## Task to complete
Where the word "rough" occurs in a line of the data, return the whole line.

[The records — start]

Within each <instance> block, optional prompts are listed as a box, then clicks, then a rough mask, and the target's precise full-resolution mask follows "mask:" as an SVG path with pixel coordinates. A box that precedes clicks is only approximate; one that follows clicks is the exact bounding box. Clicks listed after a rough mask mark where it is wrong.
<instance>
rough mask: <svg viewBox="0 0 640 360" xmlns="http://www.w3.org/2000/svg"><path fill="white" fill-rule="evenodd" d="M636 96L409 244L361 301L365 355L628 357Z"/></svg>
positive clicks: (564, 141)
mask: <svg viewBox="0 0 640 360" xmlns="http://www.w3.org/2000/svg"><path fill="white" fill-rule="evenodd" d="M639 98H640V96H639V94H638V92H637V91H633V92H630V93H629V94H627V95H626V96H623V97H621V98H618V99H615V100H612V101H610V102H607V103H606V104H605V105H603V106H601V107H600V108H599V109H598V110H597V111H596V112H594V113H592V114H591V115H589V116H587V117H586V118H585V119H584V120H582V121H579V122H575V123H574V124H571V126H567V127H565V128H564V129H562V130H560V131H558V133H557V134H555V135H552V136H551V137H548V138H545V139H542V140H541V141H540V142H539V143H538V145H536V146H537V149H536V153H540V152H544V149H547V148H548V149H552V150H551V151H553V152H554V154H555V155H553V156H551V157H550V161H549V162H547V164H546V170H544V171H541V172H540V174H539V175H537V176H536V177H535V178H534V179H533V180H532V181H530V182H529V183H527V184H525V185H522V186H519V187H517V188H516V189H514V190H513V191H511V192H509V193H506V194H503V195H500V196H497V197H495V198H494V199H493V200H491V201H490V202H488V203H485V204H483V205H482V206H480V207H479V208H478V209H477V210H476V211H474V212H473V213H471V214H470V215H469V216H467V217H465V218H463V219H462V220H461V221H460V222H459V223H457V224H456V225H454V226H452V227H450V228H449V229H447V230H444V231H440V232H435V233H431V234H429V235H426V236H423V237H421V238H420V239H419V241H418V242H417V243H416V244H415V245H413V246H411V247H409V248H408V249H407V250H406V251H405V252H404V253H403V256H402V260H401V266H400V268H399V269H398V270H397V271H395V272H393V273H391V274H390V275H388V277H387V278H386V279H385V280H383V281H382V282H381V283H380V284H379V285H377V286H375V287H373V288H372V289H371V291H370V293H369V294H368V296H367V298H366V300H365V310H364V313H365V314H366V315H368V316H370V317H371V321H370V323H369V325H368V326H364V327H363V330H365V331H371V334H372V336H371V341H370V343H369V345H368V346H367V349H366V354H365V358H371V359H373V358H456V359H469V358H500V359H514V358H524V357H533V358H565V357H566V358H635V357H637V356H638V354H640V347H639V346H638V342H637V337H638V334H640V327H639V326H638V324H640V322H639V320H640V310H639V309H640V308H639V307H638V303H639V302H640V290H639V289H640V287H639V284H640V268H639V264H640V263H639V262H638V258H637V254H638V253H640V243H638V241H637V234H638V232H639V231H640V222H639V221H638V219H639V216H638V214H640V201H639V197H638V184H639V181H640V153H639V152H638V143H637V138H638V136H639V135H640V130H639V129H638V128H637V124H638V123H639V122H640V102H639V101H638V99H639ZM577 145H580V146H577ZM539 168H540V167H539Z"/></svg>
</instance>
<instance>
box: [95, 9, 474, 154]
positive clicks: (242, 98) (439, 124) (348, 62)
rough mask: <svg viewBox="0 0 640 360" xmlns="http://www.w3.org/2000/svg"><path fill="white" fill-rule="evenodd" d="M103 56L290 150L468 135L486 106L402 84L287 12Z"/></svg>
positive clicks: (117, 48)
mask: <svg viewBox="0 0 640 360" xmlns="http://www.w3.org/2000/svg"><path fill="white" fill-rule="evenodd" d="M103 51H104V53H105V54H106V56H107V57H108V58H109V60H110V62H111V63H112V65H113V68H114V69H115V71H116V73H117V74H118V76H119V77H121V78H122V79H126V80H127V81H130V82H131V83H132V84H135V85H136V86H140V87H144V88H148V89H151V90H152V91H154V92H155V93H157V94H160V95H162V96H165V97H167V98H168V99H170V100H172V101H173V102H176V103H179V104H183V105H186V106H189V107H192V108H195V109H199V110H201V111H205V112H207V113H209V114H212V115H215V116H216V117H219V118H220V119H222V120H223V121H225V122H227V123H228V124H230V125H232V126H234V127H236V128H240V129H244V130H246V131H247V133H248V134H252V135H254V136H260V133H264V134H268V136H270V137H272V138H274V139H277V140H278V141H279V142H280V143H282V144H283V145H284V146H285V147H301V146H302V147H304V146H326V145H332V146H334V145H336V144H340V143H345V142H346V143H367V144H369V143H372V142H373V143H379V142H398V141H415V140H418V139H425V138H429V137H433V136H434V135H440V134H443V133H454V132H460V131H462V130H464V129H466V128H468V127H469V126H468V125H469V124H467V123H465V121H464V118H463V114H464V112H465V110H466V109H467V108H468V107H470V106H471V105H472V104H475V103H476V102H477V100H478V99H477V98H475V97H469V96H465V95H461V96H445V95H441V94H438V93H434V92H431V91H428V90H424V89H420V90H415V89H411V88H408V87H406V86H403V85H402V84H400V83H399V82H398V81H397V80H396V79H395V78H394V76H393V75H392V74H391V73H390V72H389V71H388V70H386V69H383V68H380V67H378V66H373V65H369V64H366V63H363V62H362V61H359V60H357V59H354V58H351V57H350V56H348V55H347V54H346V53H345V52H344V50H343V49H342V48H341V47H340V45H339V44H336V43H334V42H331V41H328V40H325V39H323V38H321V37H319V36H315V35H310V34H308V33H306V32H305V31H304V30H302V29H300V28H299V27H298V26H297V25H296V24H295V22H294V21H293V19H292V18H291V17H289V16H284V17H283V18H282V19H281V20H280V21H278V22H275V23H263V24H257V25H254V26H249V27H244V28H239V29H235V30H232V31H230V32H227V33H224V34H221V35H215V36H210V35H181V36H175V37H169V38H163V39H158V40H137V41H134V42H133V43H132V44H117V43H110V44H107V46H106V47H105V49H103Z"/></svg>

[The records — finish]

## Answer area
Within each <instance> block, optional prompts are listed as a box, then clicks, then a rough mask, and the target's precise full-resolution mask follows "mask:" as an SVG path with pixel coordinates. A box that precedes clicks is only approximate; one that follows clicks is the exact bounding box. Clicks listed after a rough mask mark where it is wrong.
rough mask: <svg viewBox="0 0 640 360" xmlns="http://www.w3.org/2000/svg"><path fill="white" fill-rule="evenodd" d="M636 96L409 244L361 301L365 355L628 357Z"/></svg>
rough mask: <svg viewBox="0 0 640 360" xmlns="http://www.w3.org/2000/svg"><path fill="white" fill-rule="evenodd" d="M103 56L290 150L468 135L486 106L402 84L287 12Z"/></svg>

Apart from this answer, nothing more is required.